Document –
My bad, I posted incomplete diff in previous mail:

  static void rcu_exp_wait_wake(struct rcu_state *rsp, unsigned long s)
  {
  	struct rcu_node *rnp;
+	unsigned long exp_low;
+	unsigned long s_low = rcu_seq_ctr(s) & 0x3;

  	synchronize_sched_expedited_wait(rsp);
  	rcu_exp_gp_seq_end(rsp);
@@ -613,7 +615,9 @@ static void rcu_exp_wait_wake(struct rcu_state *rsp, 
unsigned long s)
  			spin_unlock(&rnp->exp_lock);
  		}
  		smp_mb(); /* All above changes before wakeup. */
-		wake_up_all(&rnp->exp_wq[rcu_seq_ctr(rsp->expedited_sequence) & 0x3]);
+		exp_low = rcu_seq_ctr(rsp->expedited_sequence) & 0x3;
+		WARN_ON(s_low != exp_low);
+		wake_up_all(&rnp->exp_wq[exp_low]);
  	}


Thanks
Neeraj

> 
> 							Thanx, Paul
> 
>> I was thinking of another way of addressing this problem: Doing exp seq end
>> inside exp_wake_mutex. This will also ensure that, if we extend the current
>> scenario and there are multiple expedited GP sequence, which have completed,
>> before exp_wake_mutex is held, we need to preserve the requirement of 3 wq
>> entries [2].

Provided data –
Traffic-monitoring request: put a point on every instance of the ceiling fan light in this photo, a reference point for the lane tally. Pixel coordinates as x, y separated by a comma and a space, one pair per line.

Requests –
a) Name every distinct function or macro that is called in the code of the RCU patch email.
b) Answer these about the RCU patch email:
(i) What expression is s_low initialized to?
(ii) What name is signed after "Thanx,"?
(iii) Inside which mutex does the quoted suggestion propose doing exp seq end?
c) Write the next part of the RCU patch email, picking up after its last sentence.
The data is separate material.

Answer set –
a) synchronize_sched_expedited_wait, rcu_exp_gp_seq_end, spin_unlock, smp_mb, wake_up_all, rcu_seq_ctr, WARN_ON

b)
(i) rcu_seq_ctr(s) & 0x3
(ii) Paul
(iii) exp_wake_mutex

c)
>>
>>
>> [2] https://git.kernel.org/pub/scm/linux/kernel/git/paulmck/linux-rcu.git/tree/Documentation/RCU/Design/Expedited-Grace-Periods/Expedited-Grace-Periods.rst?h=dev
>>
>>
>> @@ -595,8 +595,6 @@ static void rcu_exp_wait_wake(struct rcu_state *rsp,
>> unsigned long s)
>>          struct rcu_node *rnp;
>>
>>          synchronize_sched_expedited_wait(rsp);
>> -       rcu_exp_gp_seq_end(rsp);
>> -       trace_rcu_exp_grace_period(rsp->name, s, TPS("end"));
>>
>>          /*
>>           * Switch over to wakeup mode, allowing the next GP, but -only- the
>> @@ -604,6 +602,9 @@ static void rcu_exp_wait_wake(struct rcu_state *rsp,
>> unsigned long s)
>>           */
>>          mutex_lock(&rsp->exp_wake_mutex);
>>
>> +       rcu_exp_gp_seq_end(rsp);
>> +       trace_rcu_exp_grace_period(rsp->name, s, TPS("end"));
>> +
>>
>>
>>
>>> (Using a WARN_ON() to check for the lower bits of the counter portion
>>> of rcu_state.expedited_sequence differing from the same bits of s
>>> would be one way to detect this problem.)
>>>
>>> 							Thanx, Paul
>>>
>>
>> I have also given the patch for this, for testing:
>>
>>   static void rcu_exp_wait_wake(struct rcu_state *rsp, unsigned long s)
>>   {
>>          struct rcu_node *rnp;
>> +       unsigned long exp_low;
>> +       unsigned long s_low = rcu_seq_ctr(s) & 0x3;
>>
>>          synchronize_sched_expedited_wait(rsp);
>>          rcu_exp_gp_seq_end(rsp);
>> @@ -613,7 +615,9 @@ static void rcu_exp_wait_wake(struct rcu_state *rsp,
>> unsigned long s)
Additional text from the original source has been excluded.